GIVEN PASSAGE |
···

In what follows, I’d like to offer some KDs in syntax, phenomena that, IMO, rightly terminated (or should, if they are accurate) some perfectly plausible lines of investigation. The list is not meant to be exhaustive, nor is it intended to be uncontroversial.[3] I welcome dissent and additions. I offer five examples.

First, and most famously, polar questions and structure dependence. The argument and effect is well known (see here for one elaborate discussion). But to quickly review, we have an observation about how polar questions are formed in English (Gs “move” an auxiliary to the front of the clause). Any auxiliary? Nope, the one “closest” to the front. How is proximity measured? Well, not linearly. How do we know? Because of (i) the unacceptability of sentences like (1) (which should be well formed if distance were measured linearly) and (ii) the acceptability of those like (2) (which should be acceptable if distance is measured hierarchically).

1. *Can eagles that ~~can~~ fly should swim?

2. Should eagles that can fly ~~should~~ swim?

The conclusion is clear: if polar questions are formed by movement, then the relevant movement rule ignores linear proximity in choosing the right auxiliary to move.[4] Note, as explained in the above linked-to post, the result is a negative one. The KD here establishes that G rules forsake linear information. It does not specify the kind of hierarchical information it is sensitive to. Still, the classical argument puts to rest the idea that Gs manipulate phrase markers in terms of their string properties.[5]

The second example concerns reflexivization (R). Is it an operation that targets predicates and reduces their addicities by linking their arguments or is it a syntactic operation that relates nominal expressions? The former treats R as ranging over predicates and their co-arguments. The latter treats R as an operation that syntactically pairs nominal expressions regardless of their argument status. The KD against the predicate centered approach is found in ECM constructions where non co-arguments can be R related.

···

Coordinate annotation entries
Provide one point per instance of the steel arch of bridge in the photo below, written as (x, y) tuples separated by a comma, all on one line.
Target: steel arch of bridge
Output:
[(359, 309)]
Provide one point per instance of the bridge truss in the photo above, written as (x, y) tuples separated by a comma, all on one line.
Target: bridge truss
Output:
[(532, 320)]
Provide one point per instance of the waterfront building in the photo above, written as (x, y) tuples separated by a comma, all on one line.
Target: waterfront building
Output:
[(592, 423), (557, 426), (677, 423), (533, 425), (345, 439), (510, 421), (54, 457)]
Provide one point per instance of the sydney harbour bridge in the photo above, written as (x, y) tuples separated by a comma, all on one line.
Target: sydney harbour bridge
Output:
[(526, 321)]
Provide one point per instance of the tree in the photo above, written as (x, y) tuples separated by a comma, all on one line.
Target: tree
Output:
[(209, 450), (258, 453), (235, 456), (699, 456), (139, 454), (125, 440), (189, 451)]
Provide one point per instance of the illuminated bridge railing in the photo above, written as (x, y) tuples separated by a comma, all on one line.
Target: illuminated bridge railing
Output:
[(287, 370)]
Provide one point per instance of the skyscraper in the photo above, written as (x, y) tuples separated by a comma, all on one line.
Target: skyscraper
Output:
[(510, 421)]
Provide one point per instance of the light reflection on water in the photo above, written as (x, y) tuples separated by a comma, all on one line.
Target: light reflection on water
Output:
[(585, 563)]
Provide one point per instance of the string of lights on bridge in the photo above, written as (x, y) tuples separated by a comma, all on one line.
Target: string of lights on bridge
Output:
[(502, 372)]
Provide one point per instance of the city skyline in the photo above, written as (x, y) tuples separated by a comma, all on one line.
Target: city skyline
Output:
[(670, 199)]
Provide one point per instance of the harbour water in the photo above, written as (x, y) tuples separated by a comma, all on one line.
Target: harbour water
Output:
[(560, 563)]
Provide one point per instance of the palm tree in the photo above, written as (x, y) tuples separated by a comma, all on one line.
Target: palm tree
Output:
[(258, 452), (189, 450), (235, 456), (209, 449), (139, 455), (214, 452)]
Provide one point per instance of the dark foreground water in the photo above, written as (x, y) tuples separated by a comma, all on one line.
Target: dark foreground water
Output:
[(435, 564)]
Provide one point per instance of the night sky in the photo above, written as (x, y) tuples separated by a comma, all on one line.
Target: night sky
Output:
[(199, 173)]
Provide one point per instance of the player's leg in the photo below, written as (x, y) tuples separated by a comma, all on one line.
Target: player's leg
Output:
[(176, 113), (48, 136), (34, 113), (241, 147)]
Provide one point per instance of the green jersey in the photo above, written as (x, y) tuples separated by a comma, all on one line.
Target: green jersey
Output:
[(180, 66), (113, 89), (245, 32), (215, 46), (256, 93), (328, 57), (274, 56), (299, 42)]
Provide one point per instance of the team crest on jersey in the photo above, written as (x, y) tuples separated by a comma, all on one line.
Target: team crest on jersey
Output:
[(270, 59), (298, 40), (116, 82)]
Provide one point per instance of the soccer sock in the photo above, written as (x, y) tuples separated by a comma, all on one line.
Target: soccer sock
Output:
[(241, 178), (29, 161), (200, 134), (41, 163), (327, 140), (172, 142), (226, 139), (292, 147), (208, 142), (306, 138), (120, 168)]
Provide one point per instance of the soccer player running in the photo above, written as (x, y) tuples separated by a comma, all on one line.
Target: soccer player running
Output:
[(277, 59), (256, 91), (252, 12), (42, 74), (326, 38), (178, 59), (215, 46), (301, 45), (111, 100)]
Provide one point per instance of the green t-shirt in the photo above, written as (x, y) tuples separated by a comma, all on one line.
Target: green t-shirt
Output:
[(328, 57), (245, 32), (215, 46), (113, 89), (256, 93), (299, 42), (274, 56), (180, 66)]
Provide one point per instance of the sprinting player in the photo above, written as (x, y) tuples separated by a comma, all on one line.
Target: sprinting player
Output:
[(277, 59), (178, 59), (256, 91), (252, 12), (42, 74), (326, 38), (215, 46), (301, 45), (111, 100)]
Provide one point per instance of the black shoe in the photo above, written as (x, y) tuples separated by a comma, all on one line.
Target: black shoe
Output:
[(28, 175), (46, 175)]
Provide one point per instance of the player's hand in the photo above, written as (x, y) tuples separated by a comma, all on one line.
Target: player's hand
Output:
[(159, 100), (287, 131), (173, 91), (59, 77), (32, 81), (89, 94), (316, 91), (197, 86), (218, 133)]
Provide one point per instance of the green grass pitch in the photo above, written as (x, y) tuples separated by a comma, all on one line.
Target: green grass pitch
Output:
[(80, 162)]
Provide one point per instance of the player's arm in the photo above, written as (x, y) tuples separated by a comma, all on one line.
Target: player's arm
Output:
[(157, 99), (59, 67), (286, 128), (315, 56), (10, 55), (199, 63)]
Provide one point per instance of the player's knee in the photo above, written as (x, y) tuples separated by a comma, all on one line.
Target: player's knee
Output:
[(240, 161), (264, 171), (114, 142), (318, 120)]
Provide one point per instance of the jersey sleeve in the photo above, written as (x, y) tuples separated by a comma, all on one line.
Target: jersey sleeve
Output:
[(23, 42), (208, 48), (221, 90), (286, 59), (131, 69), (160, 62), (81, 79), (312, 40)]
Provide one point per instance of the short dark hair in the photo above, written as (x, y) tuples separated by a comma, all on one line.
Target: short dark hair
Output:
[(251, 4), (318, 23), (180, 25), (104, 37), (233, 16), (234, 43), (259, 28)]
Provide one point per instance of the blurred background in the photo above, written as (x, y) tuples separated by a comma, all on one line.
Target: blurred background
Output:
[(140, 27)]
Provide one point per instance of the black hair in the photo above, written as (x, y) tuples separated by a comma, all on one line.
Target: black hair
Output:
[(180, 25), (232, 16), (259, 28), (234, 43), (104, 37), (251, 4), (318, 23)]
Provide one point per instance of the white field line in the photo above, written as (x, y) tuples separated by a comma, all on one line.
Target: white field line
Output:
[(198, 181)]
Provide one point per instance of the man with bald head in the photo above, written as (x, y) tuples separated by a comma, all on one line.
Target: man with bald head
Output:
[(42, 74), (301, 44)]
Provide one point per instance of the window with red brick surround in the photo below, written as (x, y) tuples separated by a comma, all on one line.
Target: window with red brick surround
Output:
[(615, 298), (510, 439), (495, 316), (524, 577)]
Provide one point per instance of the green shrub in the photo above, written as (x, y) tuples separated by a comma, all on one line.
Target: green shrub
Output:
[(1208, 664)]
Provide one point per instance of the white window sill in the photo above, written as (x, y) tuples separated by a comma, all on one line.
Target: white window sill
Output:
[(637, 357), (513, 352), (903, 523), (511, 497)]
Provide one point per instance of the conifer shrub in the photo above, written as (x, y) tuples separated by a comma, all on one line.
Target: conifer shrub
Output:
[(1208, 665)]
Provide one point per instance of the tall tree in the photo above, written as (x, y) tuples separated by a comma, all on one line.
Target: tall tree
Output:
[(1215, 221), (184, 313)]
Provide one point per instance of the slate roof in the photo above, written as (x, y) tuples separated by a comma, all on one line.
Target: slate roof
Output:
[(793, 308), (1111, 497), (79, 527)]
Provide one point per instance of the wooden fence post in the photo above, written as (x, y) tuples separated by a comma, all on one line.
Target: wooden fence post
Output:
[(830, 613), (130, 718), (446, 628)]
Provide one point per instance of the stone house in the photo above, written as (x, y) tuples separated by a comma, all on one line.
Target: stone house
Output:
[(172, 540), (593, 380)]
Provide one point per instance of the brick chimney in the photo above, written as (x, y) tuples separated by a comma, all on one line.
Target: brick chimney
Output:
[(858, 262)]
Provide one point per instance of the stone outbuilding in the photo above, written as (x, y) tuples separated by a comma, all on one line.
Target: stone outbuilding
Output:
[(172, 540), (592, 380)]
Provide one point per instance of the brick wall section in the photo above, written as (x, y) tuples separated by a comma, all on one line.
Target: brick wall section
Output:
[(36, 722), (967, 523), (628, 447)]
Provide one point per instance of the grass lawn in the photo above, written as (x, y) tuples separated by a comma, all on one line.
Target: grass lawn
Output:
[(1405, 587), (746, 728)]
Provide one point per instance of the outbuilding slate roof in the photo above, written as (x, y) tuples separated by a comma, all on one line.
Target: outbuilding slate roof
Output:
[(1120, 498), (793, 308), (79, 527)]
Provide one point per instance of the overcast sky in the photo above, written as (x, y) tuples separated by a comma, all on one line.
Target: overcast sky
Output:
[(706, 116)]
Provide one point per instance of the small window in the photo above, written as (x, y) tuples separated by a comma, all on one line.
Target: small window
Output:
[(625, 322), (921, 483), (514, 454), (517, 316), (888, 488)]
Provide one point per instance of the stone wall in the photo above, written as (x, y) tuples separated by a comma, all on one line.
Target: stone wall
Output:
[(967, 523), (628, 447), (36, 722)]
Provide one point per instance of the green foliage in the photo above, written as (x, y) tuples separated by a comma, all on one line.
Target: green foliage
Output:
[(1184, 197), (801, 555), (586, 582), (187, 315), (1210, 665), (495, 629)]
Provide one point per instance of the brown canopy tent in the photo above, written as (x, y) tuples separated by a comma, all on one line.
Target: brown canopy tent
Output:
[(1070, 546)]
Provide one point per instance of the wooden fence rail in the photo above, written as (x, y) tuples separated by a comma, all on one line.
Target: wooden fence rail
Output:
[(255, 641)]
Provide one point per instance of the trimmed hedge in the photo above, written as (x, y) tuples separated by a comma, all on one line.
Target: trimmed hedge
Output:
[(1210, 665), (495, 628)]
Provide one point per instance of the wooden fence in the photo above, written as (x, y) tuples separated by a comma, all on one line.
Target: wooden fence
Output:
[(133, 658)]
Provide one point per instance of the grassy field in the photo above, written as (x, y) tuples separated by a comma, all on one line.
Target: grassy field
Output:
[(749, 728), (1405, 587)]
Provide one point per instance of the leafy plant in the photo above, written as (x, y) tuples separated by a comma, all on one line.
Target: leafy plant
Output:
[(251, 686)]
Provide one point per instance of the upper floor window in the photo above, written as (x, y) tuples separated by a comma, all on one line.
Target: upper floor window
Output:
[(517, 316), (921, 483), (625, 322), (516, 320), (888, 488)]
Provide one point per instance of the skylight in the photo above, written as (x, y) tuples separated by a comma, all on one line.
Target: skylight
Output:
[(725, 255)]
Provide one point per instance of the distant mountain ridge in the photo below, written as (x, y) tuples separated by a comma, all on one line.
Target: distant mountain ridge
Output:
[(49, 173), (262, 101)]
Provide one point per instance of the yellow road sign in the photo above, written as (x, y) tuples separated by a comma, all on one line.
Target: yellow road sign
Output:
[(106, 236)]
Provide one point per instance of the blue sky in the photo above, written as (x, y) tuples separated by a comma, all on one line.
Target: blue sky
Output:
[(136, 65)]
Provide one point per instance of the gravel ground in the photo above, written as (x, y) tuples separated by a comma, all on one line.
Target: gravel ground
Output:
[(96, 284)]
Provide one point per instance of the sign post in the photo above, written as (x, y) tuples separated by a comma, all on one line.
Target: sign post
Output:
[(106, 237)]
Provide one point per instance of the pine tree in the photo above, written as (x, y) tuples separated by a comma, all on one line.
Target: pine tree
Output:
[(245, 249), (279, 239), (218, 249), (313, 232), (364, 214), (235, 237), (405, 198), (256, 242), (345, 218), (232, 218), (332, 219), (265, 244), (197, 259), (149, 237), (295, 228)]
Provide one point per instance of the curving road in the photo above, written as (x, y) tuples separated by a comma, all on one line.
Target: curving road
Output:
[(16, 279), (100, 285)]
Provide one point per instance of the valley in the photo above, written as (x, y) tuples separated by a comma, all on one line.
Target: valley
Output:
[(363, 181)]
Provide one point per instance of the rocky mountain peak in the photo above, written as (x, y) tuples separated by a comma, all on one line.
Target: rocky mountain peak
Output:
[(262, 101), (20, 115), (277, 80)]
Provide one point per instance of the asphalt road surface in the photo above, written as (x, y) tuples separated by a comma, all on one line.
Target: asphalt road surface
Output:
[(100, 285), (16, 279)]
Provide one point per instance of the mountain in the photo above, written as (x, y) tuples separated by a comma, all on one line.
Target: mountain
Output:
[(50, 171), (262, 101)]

···

GIVEN EXERCISE A |
Reproduce the syntax passage word for word, from "The second example" to "be R related.".
GIVEN EXERCISE B |
Carry on the passage about decisive arguments in syntax from where it stops.

OUTPUT A |
The second example concerns reflexivization (R). Is it an operation that targets predicates and reduces their addicities by linking their arguments or is it a syntactic operation that relates nominal expressions? The former treats R as ranging over predicates and their co-arguments. The latter treats R as an operation that syntactically pairs nominal expressions regardless of their argument status. The KD against the predicate centered approach is found in ECM constructions where non co-arguments can be R related.

OUTPUT B |
3. Mary expects herself to win

4. John believes himself to be untrustworthy

5. Mary wants herself to be elected president

In (3)-(5) the reflexive is anteceded by a non-co-argument. So, ‘John’ is an argument of the higher predicate in (4), and ‘himself’ is an argument of the lower predicate ‘be untrustworthy’ but not the higher predicate ‘believe.’ Assuming that reflexives in mono-clauses and those in examples like (3)-(5) are licensed by the same rule, it provides KD that R is not an argument changing (i.e. addictiy lowering)[6] operation but a rule defined over syntactic configurations that relates nominals.[7]

Here's a third more recondite example that actually had the consequence of eliminating one conception of empty categories (EC). In Concepts and Consequences (C&C) Chomsky proposed a functional interpretation of ECs.

A brief advertisement before proceeding: C&C is a really great book whose only vice is that its core idea is empirically untenable. Aside from this, it is a classic and still well worth reading.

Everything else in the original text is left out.